**Required work**
Would you write out all of the entries below, exactly as they stand?

Excerpts from a dataset
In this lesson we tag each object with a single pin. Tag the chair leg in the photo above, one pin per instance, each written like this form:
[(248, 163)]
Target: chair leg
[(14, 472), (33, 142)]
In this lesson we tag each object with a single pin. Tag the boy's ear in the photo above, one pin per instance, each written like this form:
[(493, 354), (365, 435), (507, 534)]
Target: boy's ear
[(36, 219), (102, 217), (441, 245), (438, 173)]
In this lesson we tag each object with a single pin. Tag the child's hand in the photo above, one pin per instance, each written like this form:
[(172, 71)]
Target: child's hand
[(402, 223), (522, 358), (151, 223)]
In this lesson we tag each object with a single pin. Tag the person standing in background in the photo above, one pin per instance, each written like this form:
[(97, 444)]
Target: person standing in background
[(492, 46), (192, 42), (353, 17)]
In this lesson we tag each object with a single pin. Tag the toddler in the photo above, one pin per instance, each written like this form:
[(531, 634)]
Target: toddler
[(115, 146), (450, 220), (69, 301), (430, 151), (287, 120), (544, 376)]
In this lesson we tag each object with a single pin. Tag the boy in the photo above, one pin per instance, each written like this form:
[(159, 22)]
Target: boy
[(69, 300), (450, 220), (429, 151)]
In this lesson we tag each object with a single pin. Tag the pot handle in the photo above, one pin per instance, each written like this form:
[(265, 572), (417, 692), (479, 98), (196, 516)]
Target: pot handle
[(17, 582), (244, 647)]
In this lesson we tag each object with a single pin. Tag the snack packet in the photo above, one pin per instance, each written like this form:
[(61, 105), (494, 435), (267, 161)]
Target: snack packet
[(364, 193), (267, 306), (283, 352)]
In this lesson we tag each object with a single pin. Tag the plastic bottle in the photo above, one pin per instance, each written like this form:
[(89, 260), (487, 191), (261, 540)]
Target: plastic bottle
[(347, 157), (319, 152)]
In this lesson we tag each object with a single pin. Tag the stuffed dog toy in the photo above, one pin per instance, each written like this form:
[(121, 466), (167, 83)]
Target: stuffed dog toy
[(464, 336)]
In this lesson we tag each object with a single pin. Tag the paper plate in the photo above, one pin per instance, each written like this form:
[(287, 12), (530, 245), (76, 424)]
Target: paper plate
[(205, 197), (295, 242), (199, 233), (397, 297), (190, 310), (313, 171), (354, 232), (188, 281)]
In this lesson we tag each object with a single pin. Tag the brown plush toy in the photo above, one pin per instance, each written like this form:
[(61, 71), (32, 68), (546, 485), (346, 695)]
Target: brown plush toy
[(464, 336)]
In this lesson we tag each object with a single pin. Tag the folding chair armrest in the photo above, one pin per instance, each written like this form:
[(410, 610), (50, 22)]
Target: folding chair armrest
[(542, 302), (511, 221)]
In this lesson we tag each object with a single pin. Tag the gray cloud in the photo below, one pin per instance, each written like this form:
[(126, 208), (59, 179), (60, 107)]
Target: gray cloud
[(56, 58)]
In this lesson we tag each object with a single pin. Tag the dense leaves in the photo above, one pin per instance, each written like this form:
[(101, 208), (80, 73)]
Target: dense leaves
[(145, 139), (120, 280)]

**Your solution**
In this lesson we tag each object with a single pin. Tag the chair leg in the photo above, one pin per instance, each written like this form:
[(248, 163)]
Target: chair leg
[(14, 472), (33, 142)]
In this lesson we tag each object with a single pin. Tag the boy's ear in the photo above, one pin per instance, each written like this form:
[(493, 354), (365, 435), (507, 534)]
Target: boy's ear
[(36, 219), (102, 217), (441, 245), (438, 173)]
In this lesson we tag each object with a single pin. Tag the child's hand in the photo above, one pin per instance, each written like this form:
[(172, 71)]
Target: child's hand
[(402, 223), (522, 358), (151, 223)]
In this lesson we tag each object with a single pin. Tag the person standing in background in the photo above, one pin per instance, each written like this form:
[(97, 444)]
Target: person standing in background
[(492, 46), (192, 42), (353, 17)]
In this lesson we tag each object with a single pin. Tag the toddler in the photo above, one pin per instance, each written like this form:
[(531, 634)]
Target: toddler
[(115, 146), (450, 220), (69, 301), (430, 151), (287, 120), (544, 376)]
In this lesson we tag each object with a single pin. Tag the boy in the photo above, one pin per instance, each written like this form:
[(159, 22)]
Target: boy
[(69, 300), (450, 220), (429, 151)]
In this lesson we tag each object with a single pin. Tag the pot handle in the photo above, one pin per instance, each written like this form:
[(265, 572), (417, 692), (479, 98), (196, 516)]
Target: pot handle
[(17, 582), (244, 647)]
In this lesson we tag each object with a single pin. Tag the snack packet in the photo above, one pin per instance, each written like this form:
[(61, 105), (494, 435), (267, 161)]
Target: snack packet
[(364, 193), (267, 306), (283, 352)]
In this lesson we tag each object with a single pin. Tag the plastic bottle in the photo above, one pin per instance, each written like this form:
[(89, 260), (487, 191), (261, 540)]
Target: plastic bottle
[(347, 157), (319, 152)]
In this lesson we tag each object with a single pin. Tag the stuffed dog toy in the photo above, one pin per instance, each written like this form:
[(121, 466), (167, 83)]
Target: stuffed dog toy
[(464, 336)]
In this lesson we tag each object with a single pin. Tag the paper plate in the photo above, one pin per instance, each written like this form:
[(287, 12), (530, 245), (76, 424)]
Target: paper plate
[(205, 197), (295, 242), (199, 233), (397, 297), (190, 310), (313, 171), (354, 232), (188, 281)]
In this lesson we tag each object with a single pin. Tag the brown plush toy in the photo above, one pin per instance, each written like this form:
[(61, 71), (32, 68), (546, 485), (346, 695)]
Target: brown plush toy
[(464, 336)]
In this lesson we tag each object with a single pin. Tag the folding chair armrest in the photo above, one pin per instance, each written like this form:
[(410, 610), (50, 22)]
Target: folding chair armrest
[(542, 302), (511, 221)]
In this lesson we tag each object with a single pin. Tag the gray cloud in the photo below, one pin per instance, each written like this form:
[(126, 208), (59, 179), (60, 107)]
Target: gray cloud
[(56, 58)]
In this lesson we tag each object with a single pin. Tag the dense leaves in the photo above, one pin per instance, each written like this form:
[(101, 208), (80, 73)]
Target: dense leaves
[(145, 139), (120, 280)]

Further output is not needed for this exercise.